What to produce.
Copy each of the following entries back without change.

Given records.
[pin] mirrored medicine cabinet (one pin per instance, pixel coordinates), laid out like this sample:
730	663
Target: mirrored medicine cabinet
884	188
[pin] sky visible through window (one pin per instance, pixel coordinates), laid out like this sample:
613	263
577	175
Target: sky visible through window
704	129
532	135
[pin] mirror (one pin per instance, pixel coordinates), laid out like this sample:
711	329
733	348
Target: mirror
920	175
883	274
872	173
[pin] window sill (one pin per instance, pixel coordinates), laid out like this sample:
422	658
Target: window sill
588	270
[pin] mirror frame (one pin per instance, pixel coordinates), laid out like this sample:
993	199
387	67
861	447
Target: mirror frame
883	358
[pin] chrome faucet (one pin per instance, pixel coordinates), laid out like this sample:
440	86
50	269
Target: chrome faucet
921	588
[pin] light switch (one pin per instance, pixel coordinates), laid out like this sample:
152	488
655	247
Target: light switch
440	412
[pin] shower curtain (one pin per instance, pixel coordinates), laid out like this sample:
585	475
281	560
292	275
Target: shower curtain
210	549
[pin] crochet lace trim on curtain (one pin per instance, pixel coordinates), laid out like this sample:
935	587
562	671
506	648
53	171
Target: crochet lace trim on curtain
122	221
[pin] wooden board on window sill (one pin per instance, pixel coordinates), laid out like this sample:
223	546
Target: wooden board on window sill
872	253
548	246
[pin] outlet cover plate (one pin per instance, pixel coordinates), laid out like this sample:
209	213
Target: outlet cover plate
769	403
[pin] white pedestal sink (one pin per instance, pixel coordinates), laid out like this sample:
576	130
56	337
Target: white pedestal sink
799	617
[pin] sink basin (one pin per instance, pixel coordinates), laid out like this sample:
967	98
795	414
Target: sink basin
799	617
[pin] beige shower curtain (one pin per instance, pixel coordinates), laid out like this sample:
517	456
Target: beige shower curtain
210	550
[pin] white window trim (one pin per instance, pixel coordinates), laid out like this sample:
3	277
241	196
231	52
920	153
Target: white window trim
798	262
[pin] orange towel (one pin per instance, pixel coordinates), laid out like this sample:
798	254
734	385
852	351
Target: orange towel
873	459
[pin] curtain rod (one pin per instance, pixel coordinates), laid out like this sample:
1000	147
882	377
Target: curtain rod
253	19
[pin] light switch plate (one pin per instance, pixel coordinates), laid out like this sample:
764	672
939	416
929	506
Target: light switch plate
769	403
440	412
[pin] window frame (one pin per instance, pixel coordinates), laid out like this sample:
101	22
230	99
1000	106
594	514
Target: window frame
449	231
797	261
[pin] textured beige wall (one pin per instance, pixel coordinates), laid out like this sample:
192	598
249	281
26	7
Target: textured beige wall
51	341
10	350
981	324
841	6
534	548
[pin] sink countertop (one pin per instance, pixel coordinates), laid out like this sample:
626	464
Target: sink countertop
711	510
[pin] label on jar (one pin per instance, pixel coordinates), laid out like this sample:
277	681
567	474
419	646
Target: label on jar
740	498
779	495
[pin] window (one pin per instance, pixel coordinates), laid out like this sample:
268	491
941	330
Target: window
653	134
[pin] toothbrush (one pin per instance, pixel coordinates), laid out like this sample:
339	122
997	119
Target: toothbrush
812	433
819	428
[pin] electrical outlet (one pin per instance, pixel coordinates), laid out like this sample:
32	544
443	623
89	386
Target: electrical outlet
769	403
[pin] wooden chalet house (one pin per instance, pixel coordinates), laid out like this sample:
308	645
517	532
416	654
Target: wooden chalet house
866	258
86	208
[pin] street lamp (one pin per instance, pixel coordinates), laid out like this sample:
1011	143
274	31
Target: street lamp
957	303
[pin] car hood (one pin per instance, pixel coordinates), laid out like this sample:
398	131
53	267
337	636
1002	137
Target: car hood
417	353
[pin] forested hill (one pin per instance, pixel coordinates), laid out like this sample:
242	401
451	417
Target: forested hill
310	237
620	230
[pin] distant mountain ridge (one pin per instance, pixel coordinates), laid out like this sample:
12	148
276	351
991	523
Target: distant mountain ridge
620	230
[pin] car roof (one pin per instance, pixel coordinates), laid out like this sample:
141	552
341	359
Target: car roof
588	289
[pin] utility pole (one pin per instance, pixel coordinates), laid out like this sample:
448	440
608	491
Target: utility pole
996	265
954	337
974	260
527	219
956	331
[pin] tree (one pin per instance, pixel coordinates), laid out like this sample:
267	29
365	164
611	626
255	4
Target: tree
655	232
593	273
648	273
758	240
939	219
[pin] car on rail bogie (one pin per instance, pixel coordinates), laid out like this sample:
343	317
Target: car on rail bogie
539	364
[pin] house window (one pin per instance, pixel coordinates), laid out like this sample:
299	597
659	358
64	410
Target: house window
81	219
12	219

Response area.
[pin] mirrored medicine cabinet (one pin per instance, pixel coordinates), laid out like this sample:
730	663
Target: mirrored medicine cabinet
884	188
[pin] sky visible through window (one pin per instance, pixel coordinates), laid out like this sample:
613	263
577	175
Target: sky visible through window
704	129
532	135
[pin] mirror (one pin per instance, pixel coordinates), laid out like this sample:
711	329
733	348
Target: mirror
920	175
883	274
872	173
[pin] window sill (one pin per instance, pixel coordinates), laid out like this sample:
422	658
Target: window sill
588	270
[pin] mirror frame (one pin per instance, pixel coordinates), laid out like this sample:
993	199
387	67
861	447
Target: mirror frame
883	358
[pin] chrome faucet (one pin per instance, pixel coordinates), laid out like this sample:
440	86
50	269
Target: chrome faucet
921	588
[pin] light switch (one pin per instance, pixel coordinates), laid out like this sample:
152	488
655	247
Target: light switch
440	412
[pin] shower curtain (one pin per instance, pixel coordinates), laid out like this sample:
585	475
281	560
292	275
Target: shower curtain
210	549
[pin] crochet lace trim on curtain (one pin per instance, pixel coordinates), laid out like this sample:
935	587
562	671
506	648
53	171
Target: crochet lace trim on curtain
122	221
[pin] wooden board on window sill (one pin per instance, pixel coordinates), laid out like this sample:
223	546
Target: wooden board on window sill
872	253
548	246
[pin] outlet cover plate (one pin per instance, pixel coordinates), laid out like this sample:
209	213
Target: outlet cover plate
769	403
[pin] white pedestal sink (one pin per instance, pixel coordinates), laid out like this sample:
576	130
56	337
Target: white pedestal sink
799	617
[pin] sink basin (one pin per instance, pixel coordinates), laid out like this sample:
967	98
795	414
Target: sink basin
799	617
[pin] beige shower curtain (one pin per instance, pixel coordinates), laid out like this sample:
517	456
Target: beige shower curtain
210	550
[pin] white window trim (one pin per instance, pixel coordinates), laid out like this sample:
3	277
241	196
231	52
920	153
Target: white window trim
798	262
[pin] orange towel (one pin per instance, pixel coordinates), laid out like this sample:
798	254
734	385
852	351
Target: orange towel
873	459
[pin] curtain rod (one pin per instance, pixel coordinates), laid out like this sample:
1000	147
882	377
Target: curtain rod
253	19
[pin] light switch plate (one pin per instance, pixel coordinates), laid out like this sample:
764	672
939	416
929	506
Target: light switch plate
769	403
440	412
[pin] window frame (one pin per instance, pixel coordinates), laid out like this sample:
101	22
230	99
1000	106
594	514
Target: window frame
449	231
797	261
[pin] textured beige wall (one pin per instance, pixel coordinates), laid out like this sample:
192	598
249	281
26	7
Target: textured beige wall
51	341
10	350
981	324
841	6
534	548
[pin] sink countertop (one pin per instance, pixel coordinates), laid out like this sample:
626	464
Target: sink countertop
711	510
[pin] label on jar (one pin per instance, pixel coordinates), laid out like this sample:
277	681
567	474
419	646
Target: label on jar
740	498
779	495
[pin] window (one pin per instance, pixel coordinates), laid out like this sample:
268	491
941	330
Target: window
653	134
[pin] toothbrush (one pin per instance, pixel coordinates), laid out like this sample:
339	122
997	119
Target: toothbrush
812	433
819	428
[pin] electrical outlet (one pin per instance, pixel coordinates), laid out like this sample:
32	544
443	623
89	386
Target: electrical outlet
769	403
[pin] wooden chalet house (one pin per instance, pixel coordinates), laid out like this sample:
308	645
517	532
416	654
Target: wooden chalet house
866	258
86	208
[pin] street lamp (one pin per instance, pixel coordinates), laid out like this sample:
1011	143
274	31
Target: street lamp
957	303
[pin] car hood (one pin per instance, pixel coordinates), laid out like this sample:
398	131
53	267
337	636
1002	137
Target: car hood
417	353
[pin] forested hill (one pin per instance, pixel coordinates), laid out like this sample:
242	401
451	417
Target: forested hill
310	237
620	230
[pin] distant mountain ridge (one pin per instance, pixel coordinates), laid out like this sample:
12	148
276	351
991	523
Target: distant mountain ridge
620	230
[pin] car roof (one pin per instance, pixel coordinates), laid out like this sample:
141	552
341	359
Target: car roof
588	289
[pin] utility pole (one pin per instance, pixel coordinates), laid out like this sample:
448	440
608	491
Target: utility pole
996	265
954	337
974	260
527	219
956	331
[pin] tree (one pin per instance, pixel coordinates), laid out like this sample:
267	29
365	164
611	626
255	4
Target: tree
655	232
593	273
648	273
758	240
939	219
[pin] car on rail bogie (one pin per instance, pixel coordinates), laid out like this sample:
343	317
Target: car on rail bogie
539	364
[pin] house window (one pin per instance, pixel coordinates), laid out like this sample:
299	597
659	358
64	410
Target: house window
81	219
12	219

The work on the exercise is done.